=== SHORT TASK 1 ===
Summarize the VBA collection code in two sentences.
=== SHORT TASK 2 ===
Copy the VBA collection code exactly, starting with "Function CollectionTest(ByRef arrIn()" and going on through "aFirstArray(1 To UBound(arrIn))".
=== SHORT TASK 3 ===
Decide whether each statement agrees with the VBA collection code, answering yes or no and quoting the deciding words: (a) CollectionTest converts each input value to a string before adding it to the collection. (b) The Dictionary function is credited to @DocBrown. (c) CollectionTest returns only the output array.

[Start TEXT SECTION]

Here are the Collection (by @DocBrown) and Dictionary (by @eksortso) Functions.

Function CollectionTest(ByRef arrIn() As Long, Lim As Long) As Variant
    Dim arr As New Collection, a, i As Long, arrOut() As Variant, aFirstArray As Variant
    Dim StrtTime As Double, EndTime1 As Double, EndTime2 As Double, count As Long
On Error Resume Next

    ReDim arrOut(1 To UBound(arrIn))
    ReDim aFirstArray(1 To UBound(arrIn))

    StrtTime = Timer
    For i = 1 To UBound(arrIn): aFirstArray(i) = CStr(arrIn(i)): Next i '' Convert to string
    For Each a In aFirstArray               ''' This part is actually creating the unique set
        arr.Add a, a
    Next
    EndTime1 = Timer - StrtTime

    StrtTime = Timer         ''' This part is writing back to an array for return
    For Each a In arr: count = count + 1: arrOut(count) = a: Next a
    EndTime2 = Timer - StrtTime
    CollectionTest = Array(arrOut, EndTime1, EndTime2)

[End TEXT SECTION]
[Start INFORMATION GIVEN]

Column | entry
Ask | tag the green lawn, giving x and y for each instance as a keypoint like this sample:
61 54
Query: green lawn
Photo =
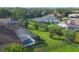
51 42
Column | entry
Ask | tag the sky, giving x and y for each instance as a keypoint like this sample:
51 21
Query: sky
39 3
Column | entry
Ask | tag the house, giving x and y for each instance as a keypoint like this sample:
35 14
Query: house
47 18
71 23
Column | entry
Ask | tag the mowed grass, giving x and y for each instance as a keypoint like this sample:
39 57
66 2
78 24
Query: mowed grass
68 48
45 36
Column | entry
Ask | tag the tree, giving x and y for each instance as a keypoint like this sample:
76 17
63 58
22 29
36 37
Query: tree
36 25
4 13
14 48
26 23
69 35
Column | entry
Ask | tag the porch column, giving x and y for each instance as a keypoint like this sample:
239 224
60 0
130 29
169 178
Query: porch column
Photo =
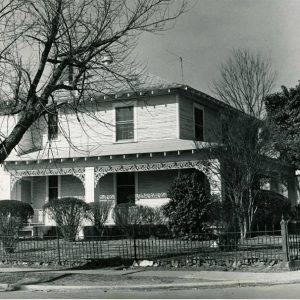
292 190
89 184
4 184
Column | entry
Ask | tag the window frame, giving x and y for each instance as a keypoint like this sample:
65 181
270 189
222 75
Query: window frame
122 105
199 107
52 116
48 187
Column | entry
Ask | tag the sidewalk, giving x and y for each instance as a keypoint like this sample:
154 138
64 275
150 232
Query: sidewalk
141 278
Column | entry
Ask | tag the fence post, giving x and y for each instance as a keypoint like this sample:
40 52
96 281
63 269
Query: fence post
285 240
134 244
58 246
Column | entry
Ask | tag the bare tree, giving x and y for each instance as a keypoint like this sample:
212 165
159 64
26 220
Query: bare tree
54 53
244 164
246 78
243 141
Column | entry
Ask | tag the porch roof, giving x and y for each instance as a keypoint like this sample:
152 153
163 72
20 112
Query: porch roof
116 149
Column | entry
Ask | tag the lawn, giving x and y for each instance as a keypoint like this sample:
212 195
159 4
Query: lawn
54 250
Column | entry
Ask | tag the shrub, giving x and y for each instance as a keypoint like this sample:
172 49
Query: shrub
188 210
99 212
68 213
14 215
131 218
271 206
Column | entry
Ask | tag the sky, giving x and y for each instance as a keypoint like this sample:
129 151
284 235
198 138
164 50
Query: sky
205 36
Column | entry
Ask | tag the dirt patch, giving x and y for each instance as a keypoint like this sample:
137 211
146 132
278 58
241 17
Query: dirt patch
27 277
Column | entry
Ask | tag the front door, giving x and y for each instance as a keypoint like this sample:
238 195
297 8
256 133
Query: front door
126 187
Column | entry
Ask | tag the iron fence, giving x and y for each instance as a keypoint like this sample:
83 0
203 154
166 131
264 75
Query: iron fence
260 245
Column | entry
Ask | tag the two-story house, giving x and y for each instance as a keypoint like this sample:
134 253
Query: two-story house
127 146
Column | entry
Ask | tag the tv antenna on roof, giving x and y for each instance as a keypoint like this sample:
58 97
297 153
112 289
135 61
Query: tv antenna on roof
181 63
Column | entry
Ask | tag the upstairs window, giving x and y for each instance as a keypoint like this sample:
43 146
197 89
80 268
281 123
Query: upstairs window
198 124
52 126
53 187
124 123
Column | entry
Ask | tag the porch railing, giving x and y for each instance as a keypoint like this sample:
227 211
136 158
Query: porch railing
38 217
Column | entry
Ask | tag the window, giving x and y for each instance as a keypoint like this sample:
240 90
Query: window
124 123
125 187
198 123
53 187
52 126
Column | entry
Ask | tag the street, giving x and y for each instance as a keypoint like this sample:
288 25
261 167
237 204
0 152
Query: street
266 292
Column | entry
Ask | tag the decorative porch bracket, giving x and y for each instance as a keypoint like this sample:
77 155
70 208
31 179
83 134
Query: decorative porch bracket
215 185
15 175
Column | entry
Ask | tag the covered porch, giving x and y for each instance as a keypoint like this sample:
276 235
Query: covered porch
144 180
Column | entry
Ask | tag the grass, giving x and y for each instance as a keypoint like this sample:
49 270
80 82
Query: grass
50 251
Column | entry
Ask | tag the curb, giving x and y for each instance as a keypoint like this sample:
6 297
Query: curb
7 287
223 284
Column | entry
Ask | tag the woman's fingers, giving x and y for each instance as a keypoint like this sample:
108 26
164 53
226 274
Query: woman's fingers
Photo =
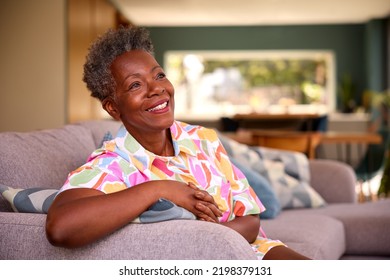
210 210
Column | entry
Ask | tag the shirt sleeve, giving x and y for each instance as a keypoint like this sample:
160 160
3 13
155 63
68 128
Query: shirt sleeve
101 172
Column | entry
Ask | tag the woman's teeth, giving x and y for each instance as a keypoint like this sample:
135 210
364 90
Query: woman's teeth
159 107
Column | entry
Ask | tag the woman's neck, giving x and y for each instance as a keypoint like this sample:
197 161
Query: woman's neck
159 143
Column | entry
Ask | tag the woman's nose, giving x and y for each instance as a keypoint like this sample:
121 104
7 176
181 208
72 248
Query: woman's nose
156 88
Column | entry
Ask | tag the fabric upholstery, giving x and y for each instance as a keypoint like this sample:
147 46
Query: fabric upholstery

[End INFORMATION GIVEN]

=== COMPLETE OUTPUT 1 ===
The text introduces Collection and Dictionary functions credited to @DocBrown and @eksortso, then gives a CollectionTest function that converts an input array of Long values to strings and adds each one to a Collection to create a unique set. It times that step and the step of writing the collection back to an output array, and returns the array together with both timings.

=== COMPLETE OUTPUT 2 ===
Function CollectionTest(ByRef arrIn() As Long, Lim As Long) As Variant
    Dim arr As New Collection, a, i As Long, arrOut() As Variant, aFirstArray As Variant
    Dim StrtTime As Double, EndTime1 As Double, EndTime2 As Double, count As Long
On Error Resume Next

    ReDim arrOut(1 To UBound(arrIn))
    ReDim aFirstArray(1 To UBound(arrIn))

=== COMPLETE OUTPUT 3 ===
(a) Yes: "aFirstArray(i) = CStr(arrIn(i))"
(b) No: "Dictionary (by @eksortso)"
(c) No: "CollectionTest = Array(arrOut, EndTime1, EndTime2)"